--- READING PASSAGE Enclosed Below ---

The last big agency I worked at had a person work full-time for months to do a statistical analysis of our historical work, to determine what constituted a Small, Medium, and Large project. These were ranges (and they were for the pharmaceutical industry, so scale anything you believe a project should cost by 1,000). The analysis looked over projects that had gone well, and projects that hadn’t, and came up with some “tells” of what to look out for, and a scaling factor to apply when they were seen. This made estimating a project much less of a fire drill, and allowed for a better outcome. It was a serious investment, though, and relied on the company having been in business, doing the same thing, since the Web became a commercial playground.
Here’s how this got applied in practice. When a customer would send an RFP or request a bid, we would have a top-level conversation with the client about their goals and their vision of the project. We would write a proposal outlining the project as we saw it, noting any potential speed-bumps or areas of fuzziness, and then tell them which bucket we thought their project was in. This cleared out a lot of projects where we were just one of “the three bids”, rather than the vendor the client actually wanted. It also scared off the smaller jobs, because a “small” job for MBC would pay my mortgage for a year.
If the client didn’t spit out the hook at this point, we would go back over the outline, try to refine the unknowns, and come up with a fully-qualified estimate, accurate within 15%. But here’s the key. If the client wanted that, they would have to pay us to create it, up front, and that cost was automatically 20% of the total project “bucket” cost. So instead of doing a lot of spec work to get the job, we would get the client to pay for the project plan up front. The sweetener we offered them was that at the end of that phase, if they wanted to walk, they could have the entire plan and all our thinking that went into it. As far as I know, nobody ever walked.
On Jan 20, 2014, at 2:12 AM, RavenManiac wrote:
I guess there are several ways to approach this, and to be honest I haven’t found the perfect approach yet.

--- End of Enclosed READING PASSAGE ---

WORK INSTRUCTION A:
List the project size categories named in the passage on project estimating.
WORK INSTRUCTION B:
Reproduce the passage on project estimating from "On Jan 20, 2014, at" to "perfect approach yet.".

--- EXTRACTED ENTRIES Enclosed Below ---

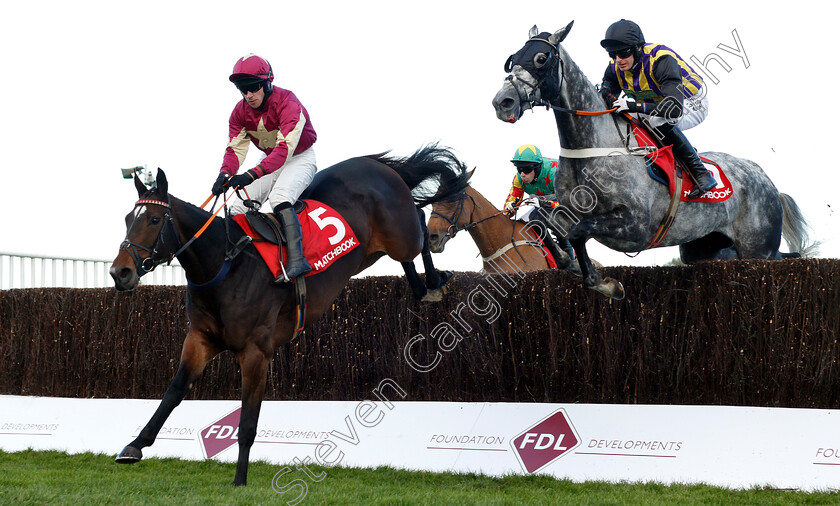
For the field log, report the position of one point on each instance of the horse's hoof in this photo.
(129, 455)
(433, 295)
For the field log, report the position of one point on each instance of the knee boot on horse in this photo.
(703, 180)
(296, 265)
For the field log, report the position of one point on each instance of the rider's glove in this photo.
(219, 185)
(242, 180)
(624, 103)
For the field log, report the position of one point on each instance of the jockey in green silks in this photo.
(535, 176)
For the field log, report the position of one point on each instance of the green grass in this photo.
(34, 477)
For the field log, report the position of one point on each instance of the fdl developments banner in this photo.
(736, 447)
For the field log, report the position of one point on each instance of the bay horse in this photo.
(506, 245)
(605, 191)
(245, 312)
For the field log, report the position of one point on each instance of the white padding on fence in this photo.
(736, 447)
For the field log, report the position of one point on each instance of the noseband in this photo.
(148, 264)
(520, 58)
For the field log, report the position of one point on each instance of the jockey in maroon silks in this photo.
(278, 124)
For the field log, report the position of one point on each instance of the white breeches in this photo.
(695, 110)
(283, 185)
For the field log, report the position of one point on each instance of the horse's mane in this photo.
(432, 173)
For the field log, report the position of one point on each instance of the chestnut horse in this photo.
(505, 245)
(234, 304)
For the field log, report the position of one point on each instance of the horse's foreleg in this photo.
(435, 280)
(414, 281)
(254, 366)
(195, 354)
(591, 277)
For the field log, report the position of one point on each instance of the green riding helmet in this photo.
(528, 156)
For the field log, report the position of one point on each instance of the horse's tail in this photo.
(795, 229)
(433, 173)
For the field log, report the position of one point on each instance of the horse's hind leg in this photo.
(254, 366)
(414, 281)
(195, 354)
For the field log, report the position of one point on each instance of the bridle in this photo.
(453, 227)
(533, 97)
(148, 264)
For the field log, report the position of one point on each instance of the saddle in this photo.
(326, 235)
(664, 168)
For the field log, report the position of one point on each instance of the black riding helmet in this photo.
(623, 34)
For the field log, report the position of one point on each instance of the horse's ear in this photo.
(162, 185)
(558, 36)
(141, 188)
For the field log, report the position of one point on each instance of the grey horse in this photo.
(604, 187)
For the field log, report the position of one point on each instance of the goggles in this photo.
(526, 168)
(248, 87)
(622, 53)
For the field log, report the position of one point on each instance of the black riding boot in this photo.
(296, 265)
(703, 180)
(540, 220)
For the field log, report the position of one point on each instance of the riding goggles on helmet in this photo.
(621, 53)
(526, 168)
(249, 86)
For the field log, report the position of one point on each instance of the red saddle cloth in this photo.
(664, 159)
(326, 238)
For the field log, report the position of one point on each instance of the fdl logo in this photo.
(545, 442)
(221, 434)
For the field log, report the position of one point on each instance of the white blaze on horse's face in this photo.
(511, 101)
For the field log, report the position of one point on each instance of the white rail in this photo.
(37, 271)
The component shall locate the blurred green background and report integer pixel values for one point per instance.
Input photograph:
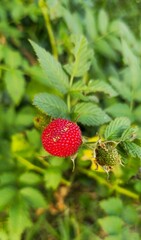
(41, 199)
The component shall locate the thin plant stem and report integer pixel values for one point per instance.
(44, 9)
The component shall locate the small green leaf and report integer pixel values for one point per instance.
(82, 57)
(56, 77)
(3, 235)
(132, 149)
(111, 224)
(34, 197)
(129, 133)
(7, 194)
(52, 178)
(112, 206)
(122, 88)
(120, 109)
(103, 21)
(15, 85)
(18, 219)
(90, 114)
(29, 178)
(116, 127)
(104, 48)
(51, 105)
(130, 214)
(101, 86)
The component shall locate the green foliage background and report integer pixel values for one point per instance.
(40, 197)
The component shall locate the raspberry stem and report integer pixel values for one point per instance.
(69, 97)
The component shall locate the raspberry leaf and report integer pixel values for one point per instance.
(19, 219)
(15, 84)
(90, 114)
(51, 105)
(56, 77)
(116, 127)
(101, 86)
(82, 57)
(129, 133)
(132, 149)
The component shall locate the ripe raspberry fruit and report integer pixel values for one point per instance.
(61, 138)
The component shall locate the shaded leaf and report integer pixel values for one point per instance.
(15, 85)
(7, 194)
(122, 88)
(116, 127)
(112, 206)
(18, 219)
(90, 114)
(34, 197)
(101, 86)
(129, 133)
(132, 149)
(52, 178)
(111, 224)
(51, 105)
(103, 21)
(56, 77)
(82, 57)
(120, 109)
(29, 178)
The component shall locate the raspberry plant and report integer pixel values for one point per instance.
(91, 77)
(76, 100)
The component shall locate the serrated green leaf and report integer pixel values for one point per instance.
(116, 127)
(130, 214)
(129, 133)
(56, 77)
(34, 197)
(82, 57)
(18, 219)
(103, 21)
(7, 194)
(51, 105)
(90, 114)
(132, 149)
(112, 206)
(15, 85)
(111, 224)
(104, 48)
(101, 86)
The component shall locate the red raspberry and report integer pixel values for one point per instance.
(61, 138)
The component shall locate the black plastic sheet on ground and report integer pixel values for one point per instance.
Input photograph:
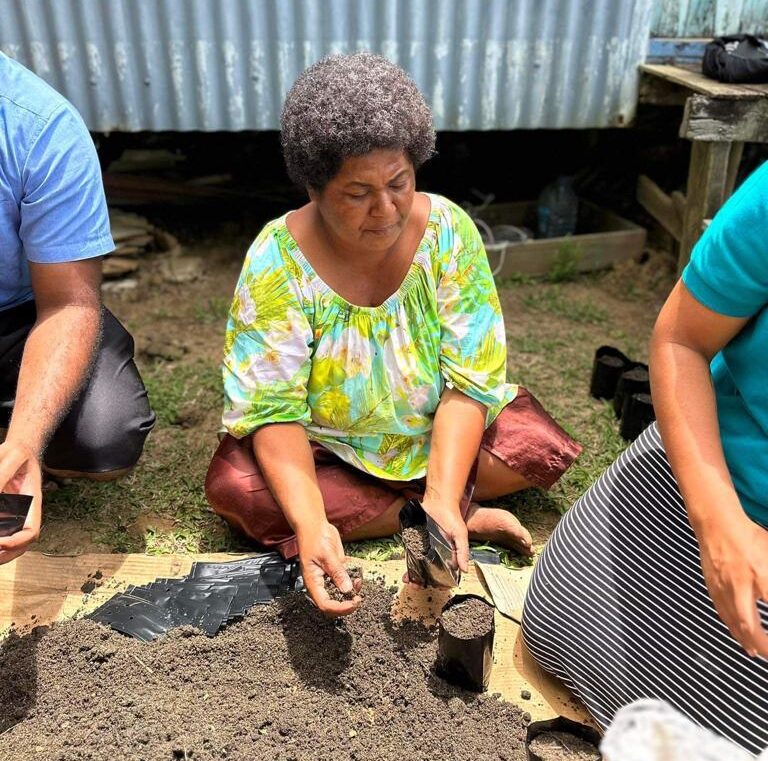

--- End of Enclosed EXTRACTED ENTRIES ---

FINAL ANSWER A:
Small, Medium, Large

FINAL ANSWER B:
On Jan 20, 2014, at 2:12 AM, RavenManiac wrote:
I guess there are several ways to approach this, and to be honest I haven’t found the perfect approach yet.